* _ПИСЬМЕННОЕ ЗАДАНИЕ 1_:
Ответьте по фрагменту текста:
(a) Кому предоставляется искусство ранних циклов развития?
(b) Какие пластические искусства перечислены?
(c) Какой должна быть теория искусства?
* _ПИСЬМЕННОЕ ЗАДАНИЕ 2_: Замените «white flagpole» на «silver flagpole» в части листинга, которая открывается строкой, содержащей «of the white», и идет до конца листинга включительно. Выведите только эту часть, остальное не меняйте.

* _ФРАГМЕНТ ТЕКСТА_:
___

Избранное. Искусство: Проблемы теории и истории
Шрифт:
Западноевропейские искусствоведческие методы приложимы к исследованию только тех – и географически, и хронологически, и социально сравнительно редких во всеобщей историй искусства – совокупностей художественных произведений, где на первый план выступает яркая личность художника. А весь прочий художественный материал безнадежно ускользает от всякого исследования. Все искусство народных масс обходится пренебрежительным молчанием, как искусство низшего сорта, недостойное пристального внимания. Искусство ранних циклов развития – и мертвое, известное по раскопкам, и живое, процветающее у «колониальных народов», – предоставляется археологам и этнологам, которые, конечно, изучают соответствующие памятники со своих специальных точек зрения. Ни искусство ислама, ни искусство Индии, ни искусство дальневосточное органически в историю искусства не введены, для построения теории искусства не использованы – потому что нет сил, чтобы этим материалом овладеть, нет методов для его разработки. И остается в ведении
Кроме того: пластические искусства – живопись, ваяние, зодчество – не исчерпывают собой искусства; есть еще музыка и словесность, танец и драма, проявления того же сознания, рожденного тем же бытием. Ясно, что теория искусства по необходимости должна обнять их все и во всех их проявлениях. Такая теория искусства, конечно, не может быть построена на началах индивидуализма – она должна быть коллективистской.

___

* _ВХОДНЫЕ СТРОКИ_:
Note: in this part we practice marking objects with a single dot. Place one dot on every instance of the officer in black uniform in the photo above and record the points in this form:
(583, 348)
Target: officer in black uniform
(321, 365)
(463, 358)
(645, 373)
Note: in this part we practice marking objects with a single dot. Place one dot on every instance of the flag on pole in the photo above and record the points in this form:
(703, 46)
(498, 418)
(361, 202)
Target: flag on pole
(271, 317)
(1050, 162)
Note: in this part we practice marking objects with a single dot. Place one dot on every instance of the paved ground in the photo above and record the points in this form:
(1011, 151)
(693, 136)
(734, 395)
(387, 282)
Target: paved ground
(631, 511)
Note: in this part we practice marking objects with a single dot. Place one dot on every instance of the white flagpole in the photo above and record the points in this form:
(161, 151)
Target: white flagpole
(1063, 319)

___

* _ПРАВИЛЬНЫЙ ОТВЕТ 1_:
(a) Археологам и этнологам.
(b) Живопись, ваяние, зодчество.
(c) Коллективистской, а не построенной на началах индивидуализма.

* _ПРАВИЛЬНЫЙ ОТВЕТ 2_:
Note: in this part we practice marking objects with a single dot. Place one dot on every instance of the silver flagpole in the photo above and record the points in this form:
(161, 151)
Target: silver flagpole
(1063, 319)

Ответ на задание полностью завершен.